What the task requires - The records below must be copied out completely and exactly.

Given information -
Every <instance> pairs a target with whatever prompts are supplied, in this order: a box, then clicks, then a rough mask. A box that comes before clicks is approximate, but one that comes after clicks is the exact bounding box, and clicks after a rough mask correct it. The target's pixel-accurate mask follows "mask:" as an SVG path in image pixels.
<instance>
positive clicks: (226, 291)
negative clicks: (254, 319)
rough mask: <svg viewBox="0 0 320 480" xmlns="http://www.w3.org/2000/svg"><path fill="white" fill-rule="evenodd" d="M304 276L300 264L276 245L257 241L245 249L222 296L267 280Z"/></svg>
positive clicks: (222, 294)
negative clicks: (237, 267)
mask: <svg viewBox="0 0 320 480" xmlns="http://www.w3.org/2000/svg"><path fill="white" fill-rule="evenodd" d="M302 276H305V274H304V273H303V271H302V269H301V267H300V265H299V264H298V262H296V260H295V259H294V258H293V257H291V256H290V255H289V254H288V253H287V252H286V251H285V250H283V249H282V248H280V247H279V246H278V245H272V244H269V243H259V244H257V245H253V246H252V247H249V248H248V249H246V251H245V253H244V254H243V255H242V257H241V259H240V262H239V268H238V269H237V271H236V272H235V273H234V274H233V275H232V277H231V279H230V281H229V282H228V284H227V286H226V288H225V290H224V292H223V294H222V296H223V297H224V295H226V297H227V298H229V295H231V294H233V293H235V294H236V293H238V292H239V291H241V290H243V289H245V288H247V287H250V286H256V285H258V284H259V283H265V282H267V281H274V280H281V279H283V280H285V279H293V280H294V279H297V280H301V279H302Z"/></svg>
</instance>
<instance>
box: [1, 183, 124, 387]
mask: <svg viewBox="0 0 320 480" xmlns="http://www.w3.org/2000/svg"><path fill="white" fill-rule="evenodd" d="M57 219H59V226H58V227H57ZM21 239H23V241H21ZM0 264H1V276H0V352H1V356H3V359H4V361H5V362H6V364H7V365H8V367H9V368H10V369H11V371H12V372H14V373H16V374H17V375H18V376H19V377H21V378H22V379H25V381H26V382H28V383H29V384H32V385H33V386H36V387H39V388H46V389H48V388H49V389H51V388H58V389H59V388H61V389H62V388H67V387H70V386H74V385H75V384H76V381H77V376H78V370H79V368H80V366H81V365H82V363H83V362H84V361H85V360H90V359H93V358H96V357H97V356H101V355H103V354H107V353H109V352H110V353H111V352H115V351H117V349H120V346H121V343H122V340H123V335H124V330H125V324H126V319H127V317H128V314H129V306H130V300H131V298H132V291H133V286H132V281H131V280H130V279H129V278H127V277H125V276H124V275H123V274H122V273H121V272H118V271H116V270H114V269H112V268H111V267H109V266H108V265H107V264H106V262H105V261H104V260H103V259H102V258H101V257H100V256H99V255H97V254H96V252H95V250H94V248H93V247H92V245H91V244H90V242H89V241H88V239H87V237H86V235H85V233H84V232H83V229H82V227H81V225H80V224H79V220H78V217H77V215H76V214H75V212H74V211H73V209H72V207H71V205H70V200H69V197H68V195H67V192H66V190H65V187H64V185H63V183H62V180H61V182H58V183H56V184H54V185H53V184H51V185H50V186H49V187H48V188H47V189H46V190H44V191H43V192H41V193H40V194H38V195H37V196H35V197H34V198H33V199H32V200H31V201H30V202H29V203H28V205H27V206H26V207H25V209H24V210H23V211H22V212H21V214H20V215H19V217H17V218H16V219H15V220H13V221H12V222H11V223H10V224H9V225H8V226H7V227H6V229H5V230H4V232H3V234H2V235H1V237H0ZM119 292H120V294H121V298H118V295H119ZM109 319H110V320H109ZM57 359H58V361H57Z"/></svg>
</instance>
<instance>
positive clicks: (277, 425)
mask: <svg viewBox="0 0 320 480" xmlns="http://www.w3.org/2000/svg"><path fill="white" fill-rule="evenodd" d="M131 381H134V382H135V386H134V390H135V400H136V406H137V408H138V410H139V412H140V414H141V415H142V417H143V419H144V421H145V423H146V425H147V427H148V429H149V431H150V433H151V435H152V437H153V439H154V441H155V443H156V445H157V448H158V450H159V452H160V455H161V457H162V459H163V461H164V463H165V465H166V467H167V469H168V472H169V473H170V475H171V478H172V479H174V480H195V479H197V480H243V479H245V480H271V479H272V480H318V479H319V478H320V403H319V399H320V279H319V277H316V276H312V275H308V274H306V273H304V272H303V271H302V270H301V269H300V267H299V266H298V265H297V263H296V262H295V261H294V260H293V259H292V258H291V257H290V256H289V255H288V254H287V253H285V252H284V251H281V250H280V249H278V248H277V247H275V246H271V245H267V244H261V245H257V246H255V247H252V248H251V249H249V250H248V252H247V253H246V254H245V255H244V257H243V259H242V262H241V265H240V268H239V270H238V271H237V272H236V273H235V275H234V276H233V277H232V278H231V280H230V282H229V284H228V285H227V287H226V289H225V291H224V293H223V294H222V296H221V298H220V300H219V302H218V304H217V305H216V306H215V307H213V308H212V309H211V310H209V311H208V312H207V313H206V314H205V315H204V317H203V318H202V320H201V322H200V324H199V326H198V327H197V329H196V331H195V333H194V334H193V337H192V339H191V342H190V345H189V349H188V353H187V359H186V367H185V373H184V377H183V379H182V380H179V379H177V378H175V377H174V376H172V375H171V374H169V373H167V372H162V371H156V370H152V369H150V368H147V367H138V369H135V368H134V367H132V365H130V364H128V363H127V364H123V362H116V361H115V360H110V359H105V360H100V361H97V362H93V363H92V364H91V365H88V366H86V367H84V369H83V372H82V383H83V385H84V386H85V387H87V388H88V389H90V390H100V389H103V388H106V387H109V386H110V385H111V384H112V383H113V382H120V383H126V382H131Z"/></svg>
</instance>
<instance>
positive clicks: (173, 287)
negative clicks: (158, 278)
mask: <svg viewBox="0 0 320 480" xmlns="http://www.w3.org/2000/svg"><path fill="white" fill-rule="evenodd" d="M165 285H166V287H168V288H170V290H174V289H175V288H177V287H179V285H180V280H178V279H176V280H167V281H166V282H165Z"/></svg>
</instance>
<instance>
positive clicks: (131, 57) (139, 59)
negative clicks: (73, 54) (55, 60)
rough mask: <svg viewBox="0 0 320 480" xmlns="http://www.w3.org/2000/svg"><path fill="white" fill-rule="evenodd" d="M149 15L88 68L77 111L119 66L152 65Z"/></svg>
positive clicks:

Output below -
Every <instance> pairs a target with whatever prompts are supplied, in this order: a box, then clicks, then a rough mask. A box that comes before clicks is approximate, but one that comes after clicks is the exact bounding box, and clicks after a rough mask correct it. The target's pixel-accurate mask follows "mask:" as an SVG path in image pixels.
<instance>
positive clicks: (226, 291)
negative clicks: (254, 319)
rough mask: <svg viewBox="0 0 320 480" xmlns="http://www.w3.org/2000/svg"><path fill="white" fill-rule="evenodd" d="M304 276L300 264L276 245L257 241L245 249L222 296L267 280Z"/></svg>
positive clicks: (222, 294)
negative clicks: (237, 267)
mask: <svg viewBox="0 0 320 480" xmlns="http://www.w3.org/2000/svg"><path fill="white" fill-rule="evenodd" d="M302 276H305V274H304V273H303V271H302V269H301V267H300V265H299V264H298V262H296V260H295V259H294V258H293V257H291V256H290V255H289V254H288V253H287V252H286V251H285V250H283V249H282V248H280V247H279V246H278V245H272V244H269V243H259V244H257V245H253V246H252V247H249V248H248V249H246V251H245V253H244V254H243V255H242V257H241V259H240V262H239V268H238V269H237V271H236V272H235V273H234V274H233V275H232V277H231V279H230V281H229V282H228V284H227V286H226V288H225V290H224V292H223V294H222V296H223V297H224V295H226V297H227V298H229V295H231V294H233V293H235V294H236V293H238V292H239V291H241V290H243V289H245V288H247V287H250V286H256V285H258V284H259V283H265V282H267V281H274V280H281V279H283V280H285V279H293V280H294V279H297V280H301V279H302Z"/></svg>
</instance>
<instance>
box: [1, 183, 124, 387]
mask: <svg viewBox="0 0 320 480" xmlns="http://www.w3.org/2000/svg"><path fill="white" fill-rule="evenodd" d="M57 219H59V226H58V227H57ZM21 239H23V241H21ZM0 264H1V276H0V352H1V356H3V359H4V361H5V362H6V364H7V365H8V367H9V368H10V369H11V371H12V372H14V373H16V374H17V375H18V376H19V377H21V378H22V379H25V381H26V382H28V383H29V384H32V385H33V386H36V387H39V388H46V389H48V388H49V389H51V388H58V389H59V388H61V389H62V388H67V387H70V386H74V385H75V384H76V381H77V376H78V370H79V368H80V366H81V365H82V363H83V362H84V361H85V360H90V359H93V358H96V357H97V356H101V355H103V354H107V353H109V352H110V353H111V352H115V351H117V349H120V346H121V343H122V340H123V335H124V330H125V324H126V319H127V317H128V314H129V306H130V300H131V298H132V291H133V286H132V281H131V280H130V279H129V278H127V277H125V276H124V275H123V274H122V273H121V272H118V271H116V270H114V269H112V268H111V267H109V266H108V265H107V264H106V262H105V261H104V260H103V259H102V258H101V257H100V256H99V255H97V254H96V252H95V250H94V248H93V247H92V245H91V244H90V242H89V241H88V239H87V237H86V235H85V233H84V232H83V229H82V227H81V225H80V224H79V220H78V217H77V215H76V214H75V212H74V211H73V209H72V207H71V205H70V200H69V197H68V195H67V192H66V190H65V187H64V185H63V183H62V180H61V182H58V183H56V184H54V185H53V184H51V185H50V186H49V187H48V188H47V189H46V190H44V191H43V192H41V193H40V194H38V195H37V196H35V197H34V198H33V199H32V200H31V201H30V202H29V203H28V205H27V206H26V207H25V209H24V210H23V211H22V212H21V214H20V215H19V217H17V218H16V219H15V220H13V221H12V222H11V223H10V224H9V225H8V226H7V227H6V229H5V230H4V232H3V234H2V235H1V237H0ZM119 292H120V294H121V298H118V295H119ZM109 319H110V320H109ZM57 359H58V361H57Z"/></svg>
</instance>
<instance>
positive clicks: (277, 425)
mask: <svg viewBox="0 0 320 480" xmlns="http://www.w3.org/2000/svg"><path fill="white" fill-rule="evenodd" d="M131 381H134V382H135V386H134V390H135V400H136V406H137V408H138V410H139V412H140V414H141V415H142V417H143V419H144V421H145V423H146V425H147V427H148V429H149V431H150V433H151V435H152V437H153V439H154V441H155V443H156V445H157V448H158V450H159V452H160V455H161V457H162V459H163V461H164V463H165V465H166V467H167V469H168V472H169V473H170V475H171V478H172V479H174V480H195V479H197V480H243V479H245V480H271V479H272V480H318V479H319V478H320V403H319V399H320V279H319V277H316V276H312V275H308V274H306V273H304V272H303V271H302V270H301V269H300V267H299V266H298V265H297V263H296V262H295V261H294V260H293V259H292V258H291V257H290V256H289V255H288V254H287V253H285V252H284V251H281V250H280V249H278V248H277V247H275V246H271V245H267V244H261V245H257V246H255V247H252V248H251V249H249V250H248V252H247V253H246V254H245V255H244V257H243V259H242V262H241V265H240V268H239V270H238V271H237V272H236V273H235V275H234V276H233V277H232V278H231V280H230V282H229V284H228V285H227V287H226V289H225V291H224V293H223V294H222V296H221V298H220V300H219V302H218V304H217V305H216V306H215V307H213V308H212V309H211V310H209V311H208V312H207V313H206V314H205V315H204V317H203V318H202V320H201V322H200V324H199V326H198V327H197V329H196V331H195V333H194V334H193V337H192V339H191V342H190V345H189V349H188V353H187V359H186V367H185V373H184V377H183V379H182V380H179V379H177V378H175V377H174V376H172V375H171V374H169V373H167V372H162V371H156V370H152V369H150V368H147V367H138V369H135V368H134V367H132V365H130V364H128V363H127V364H123V362H116V361H115V360H110V359H105V360H100V361H97V362H93V363H92V364H91V365H88V366H86V367H84V369H83V372H82V383H83V385H84V386H85V387H87V388H88V389H90V390H100V389H103V388H106V387H109V386H110V385H111V384H112V383H113V382H120V383H126V382H131Z"/></svg>
</instance>
<instance>
positive clicks: (173, 287)
negative clicks: (158, 278)
mask: <svg viewBox="0 0 320 480" xmlns="http://www.w3.org/2000/svg"><path fill="white" fill-rule="evenodd" d="M165 285H166V287H168V288H170V290H174V289H175V288H177V287H179V285H180V280H178V279H176V280H167V281H166V282H165Z"/></svg>
</instance>
<instance>
positive clicks: (131, 57) (139, 59)
negative clicks: (73, 54) (55, 60)
rough mask: <svg viewBox="0 0 320 480" xmlns="http://www.w3.org/2000/svg"><path fill="white" fill-rule="evenodd" d="M149 15L88 68L77 111L119 66L152 65Z"/></svg>
positive clicks:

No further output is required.